On weekends, we walked our dog around Chinatown in search of hot bean paste or wakame for the elaborate meals we cooked together. Always on the lookout for ways to crack each other up, we took pride in getting the other person to laugh so hard they spit coffee.

Not until I was pregnant with our first child did we find ourselves on opposite sides of key issues. At first, we took turns on who got to make decisions: He followed my lead when I wanted to take a yearlong maternity leave, and I conceded to him on store-bought diapers.

After our son was born, there was so much to do and so little time that everything turned into a negotiation: whose turn it was to sleep in, who got a night out with friends, whose dreams were more realistic and who got the full-time job with health insurance.

We continued to divvy up tasks randomly as we always had, but the negotiations grew increasingly contentious. We had evolved enough to shed traditional roles and aspire to an egalitarian relationship, but that didn’t solve the problem of nobody liking the drudgery of household chores, particularly the never-ending laundry and dishwashing. Without any division of labor or set roles, we each thought we were doing everything (because we were).

While I just dug in without talking about it, Christopher would announce each completed task like a CNN correspondent dramatically reporting breaking household news: “Trash has left the building!”

After our second child was born, his announcements grew more brazen. He would claim, for example, that he had “done the laundry” after moving one load of wash to the dryer. But whenever I called him out on it, he wouldn’t back down. The busier our lives became, the more his habit angered me and kept me on the defensive. But maybe that was the point.

### Stored records

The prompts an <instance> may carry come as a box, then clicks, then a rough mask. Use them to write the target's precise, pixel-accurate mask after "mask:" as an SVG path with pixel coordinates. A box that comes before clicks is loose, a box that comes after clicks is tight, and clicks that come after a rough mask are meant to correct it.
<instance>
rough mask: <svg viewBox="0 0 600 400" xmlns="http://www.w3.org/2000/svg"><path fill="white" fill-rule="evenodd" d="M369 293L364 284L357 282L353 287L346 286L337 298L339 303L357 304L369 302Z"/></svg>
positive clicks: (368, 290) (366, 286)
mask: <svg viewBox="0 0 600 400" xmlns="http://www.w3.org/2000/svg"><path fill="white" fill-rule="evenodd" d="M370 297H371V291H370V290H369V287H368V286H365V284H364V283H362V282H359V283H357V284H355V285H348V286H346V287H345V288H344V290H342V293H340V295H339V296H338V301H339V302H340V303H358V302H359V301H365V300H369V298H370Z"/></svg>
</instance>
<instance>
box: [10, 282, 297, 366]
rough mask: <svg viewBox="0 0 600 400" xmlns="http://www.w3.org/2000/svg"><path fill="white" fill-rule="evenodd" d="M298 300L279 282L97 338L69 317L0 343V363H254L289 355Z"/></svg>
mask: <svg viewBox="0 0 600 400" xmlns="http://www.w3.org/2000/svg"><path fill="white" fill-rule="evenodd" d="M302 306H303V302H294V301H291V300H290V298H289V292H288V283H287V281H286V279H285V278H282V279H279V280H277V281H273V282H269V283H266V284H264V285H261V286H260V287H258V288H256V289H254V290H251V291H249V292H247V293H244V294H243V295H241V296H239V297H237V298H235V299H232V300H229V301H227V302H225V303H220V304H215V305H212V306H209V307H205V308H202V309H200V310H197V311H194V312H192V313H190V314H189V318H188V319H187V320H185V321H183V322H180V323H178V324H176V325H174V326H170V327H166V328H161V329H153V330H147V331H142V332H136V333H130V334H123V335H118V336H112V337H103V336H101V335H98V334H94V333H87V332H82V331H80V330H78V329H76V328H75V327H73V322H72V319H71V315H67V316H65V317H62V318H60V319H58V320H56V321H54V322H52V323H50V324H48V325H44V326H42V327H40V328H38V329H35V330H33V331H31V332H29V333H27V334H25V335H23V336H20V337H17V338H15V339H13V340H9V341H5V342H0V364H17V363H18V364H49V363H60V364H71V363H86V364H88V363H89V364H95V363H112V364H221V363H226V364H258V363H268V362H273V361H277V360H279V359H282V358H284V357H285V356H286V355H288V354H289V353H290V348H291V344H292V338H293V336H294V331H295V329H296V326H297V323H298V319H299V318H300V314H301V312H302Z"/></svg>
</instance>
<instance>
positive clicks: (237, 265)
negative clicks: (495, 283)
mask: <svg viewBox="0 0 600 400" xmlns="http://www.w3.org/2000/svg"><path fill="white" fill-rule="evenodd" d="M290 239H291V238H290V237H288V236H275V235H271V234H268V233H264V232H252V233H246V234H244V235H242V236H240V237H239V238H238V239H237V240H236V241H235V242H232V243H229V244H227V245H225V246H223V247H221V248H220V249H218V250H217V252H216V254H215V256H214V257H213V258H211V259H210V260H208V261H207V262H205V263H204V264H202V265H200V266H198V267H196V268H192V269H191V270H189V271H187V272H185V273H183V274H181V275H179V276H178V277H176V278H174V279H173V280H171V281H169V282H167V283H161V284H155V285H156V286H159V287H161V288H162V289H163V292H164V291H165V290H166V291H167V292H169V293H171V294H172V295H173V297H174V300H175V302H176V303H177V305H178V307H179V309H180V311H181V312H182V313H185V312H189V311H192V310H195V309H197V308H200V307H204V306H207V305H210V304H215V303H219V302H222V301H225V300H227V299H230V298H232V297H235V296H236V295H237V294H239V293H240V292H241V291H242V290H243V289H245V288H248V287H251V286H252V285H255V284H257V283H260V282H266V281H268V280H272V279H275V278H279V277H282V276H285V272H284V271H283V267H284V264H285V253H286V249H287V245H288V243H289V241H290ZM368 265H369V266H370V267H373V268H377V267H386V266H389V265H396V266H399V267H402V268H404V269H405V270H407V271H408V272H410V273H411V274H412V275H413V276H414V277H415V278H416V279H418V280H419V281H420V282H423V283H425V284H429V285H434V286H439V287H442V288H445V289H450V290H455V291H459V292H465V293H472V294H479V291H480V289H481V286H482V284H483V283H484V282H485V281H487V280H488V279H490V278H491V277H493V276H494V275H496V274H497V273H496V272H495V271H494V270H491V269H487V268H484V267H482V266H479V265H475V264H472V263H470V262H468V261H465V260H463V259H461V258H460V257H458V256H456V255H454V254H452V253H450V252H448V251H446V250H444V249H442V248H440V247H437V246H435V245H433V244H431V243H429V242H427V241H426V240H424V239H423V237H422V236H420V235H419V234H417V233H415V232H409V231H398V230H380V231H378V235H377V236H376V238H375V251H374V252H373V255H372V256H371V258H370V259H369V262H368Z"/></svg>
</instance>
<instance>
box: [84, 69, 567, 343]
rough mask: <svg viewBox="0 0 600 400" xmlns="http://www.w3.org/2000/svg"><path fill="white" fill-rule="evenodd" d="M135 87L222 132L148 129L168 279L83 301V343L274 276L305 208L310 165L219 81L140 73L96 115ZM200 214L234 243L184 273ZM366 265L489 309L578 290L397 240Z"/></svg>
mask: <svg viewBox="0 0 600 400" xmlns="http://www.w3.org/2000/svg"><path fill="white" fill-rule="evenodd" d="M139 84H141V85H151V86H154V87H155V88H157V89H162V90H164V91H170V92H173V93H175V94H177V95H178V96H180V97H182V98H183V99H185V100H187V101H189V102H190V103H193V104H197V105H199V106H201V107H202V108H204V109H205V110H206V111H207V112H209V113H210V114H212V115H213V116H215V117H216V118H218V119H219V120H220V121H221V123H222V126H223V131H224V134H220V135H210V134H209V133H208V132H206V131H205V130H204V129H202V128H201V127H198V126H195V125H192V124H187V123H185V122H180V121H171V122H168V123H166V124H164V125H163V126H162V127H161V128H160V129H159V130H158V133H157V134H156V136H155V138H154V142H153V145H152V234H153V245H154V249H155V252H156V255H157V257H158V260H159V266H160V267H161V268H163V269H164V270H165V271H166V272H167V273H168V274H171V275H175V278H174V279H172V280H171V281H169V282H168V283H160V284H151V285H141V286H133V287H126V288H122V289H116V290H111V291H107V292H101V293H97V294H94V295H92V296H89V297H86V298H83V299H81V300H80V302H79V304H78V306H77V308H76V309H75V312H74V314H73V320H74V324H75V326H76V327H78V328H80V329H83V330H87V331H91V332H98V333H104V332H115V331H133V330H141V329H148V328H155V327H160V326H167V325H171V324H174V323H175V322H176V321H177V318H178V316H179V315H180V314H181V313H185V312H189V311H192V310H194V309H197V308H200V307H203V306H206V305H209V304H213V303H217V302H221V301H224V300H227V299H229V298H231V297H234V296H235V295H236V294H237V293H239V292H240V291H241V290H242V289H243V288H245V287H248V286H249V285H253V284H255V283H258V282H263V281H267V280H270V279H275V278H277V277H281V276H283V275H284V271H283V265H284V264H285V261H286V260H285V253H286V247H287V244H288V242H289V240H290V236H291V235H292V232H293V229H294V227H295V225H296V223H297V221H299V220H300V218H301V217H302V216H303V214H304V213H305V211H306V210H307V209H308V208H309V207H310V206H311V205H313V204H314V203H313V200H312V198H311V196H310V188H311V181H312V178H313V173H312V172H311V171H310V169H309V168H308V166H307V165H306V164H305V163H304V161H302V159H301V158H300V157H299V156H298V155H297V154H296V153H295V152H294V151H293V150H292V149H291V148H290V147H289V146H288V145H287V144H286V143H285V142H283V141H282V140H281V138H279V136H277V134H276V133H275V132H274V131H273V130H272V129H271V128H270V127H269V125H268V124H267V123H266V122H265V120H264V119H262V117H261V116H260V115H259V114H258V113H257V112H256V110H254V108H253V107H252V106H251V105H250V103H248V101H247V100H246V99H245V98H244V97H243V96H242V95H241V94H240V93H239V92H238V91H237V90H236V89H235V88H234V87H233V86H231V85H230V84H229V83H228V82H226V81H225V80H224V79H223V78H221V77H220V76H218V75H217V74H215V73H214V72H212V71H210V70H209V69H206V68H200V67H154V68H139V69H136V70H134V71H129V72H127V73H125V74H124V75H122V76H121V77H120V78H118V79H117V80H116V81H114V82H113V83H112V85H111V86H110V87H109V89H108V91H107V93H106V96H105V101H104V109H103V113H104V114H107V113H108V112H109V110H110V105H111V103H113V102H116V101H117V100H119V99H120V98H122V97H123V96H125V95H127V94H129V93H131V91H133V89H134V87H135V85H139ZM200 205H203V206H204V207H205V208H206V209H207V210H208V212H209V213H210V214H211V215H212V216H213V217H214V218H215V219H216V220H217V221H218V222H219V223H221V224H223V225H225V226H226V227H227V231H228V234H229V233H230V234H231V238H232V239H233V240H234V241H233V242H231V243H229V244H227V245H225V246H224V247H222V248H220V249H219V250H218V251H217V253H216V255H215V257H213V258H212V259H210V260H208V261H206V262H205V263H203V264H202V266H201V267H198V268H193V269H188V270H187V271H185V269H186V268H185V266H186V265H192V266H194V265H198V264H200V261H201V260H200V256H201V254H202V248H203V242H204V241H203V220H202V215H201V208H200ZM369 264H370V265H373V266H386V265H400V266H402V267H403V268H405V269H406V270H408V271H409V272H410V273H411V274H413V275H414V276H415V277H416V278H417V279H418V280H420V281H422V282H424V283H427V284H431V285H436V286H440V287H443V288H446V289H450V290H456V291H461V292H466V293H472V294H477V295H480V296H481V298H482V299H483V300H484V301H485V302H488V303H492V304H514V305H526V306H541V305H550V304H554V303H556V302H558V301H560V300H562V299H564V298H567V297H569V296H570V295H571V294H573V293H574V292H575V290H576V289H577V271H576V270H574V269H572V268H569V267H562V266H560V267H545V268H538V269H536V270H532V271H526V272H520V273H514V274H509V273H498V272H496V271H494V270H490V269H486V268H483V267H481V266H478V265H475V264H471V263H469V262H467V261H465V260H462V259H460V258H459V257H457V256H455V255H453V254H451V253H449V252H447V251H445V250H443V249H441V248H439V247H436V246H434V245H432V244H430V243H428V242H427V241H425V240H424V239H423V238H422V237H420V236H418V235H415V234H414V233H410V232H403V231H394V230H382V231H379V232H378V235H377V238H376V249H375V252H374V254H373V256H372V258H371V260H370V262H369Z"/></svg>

### YOUR TASKS
A. Copy the part of the essay about sharing household chores between "We continued to" and "(because we were).", inclusive.
B. Render this sentence from the essay about sharing household chores in Spanish: "After our second child was born, his announcements grew more brazen."
C. According to the essay about sharing household chores, what did the couple look for in Chinatown on weekends?
The entries have no connection to the essay about sharing household chores.

### ANSWERS
A.
We continued to divvy up tasks randomly as we always had, but the negotiations grew increasingly contentious. We had evolved enough to shed traditional roles and aspire to an egalitarian relationship, but that didn’t solve the problem of nobody liking the drudgery of household chores, particularly the never-ending laundry and dishwashing. Without any division of labor or set roles, we each thought we were doing everything (because we were).

B. Después de que nació nuestro segundo hijo, sus anuncios se volvieron más descarados.

C. Hot bean paste or wakame.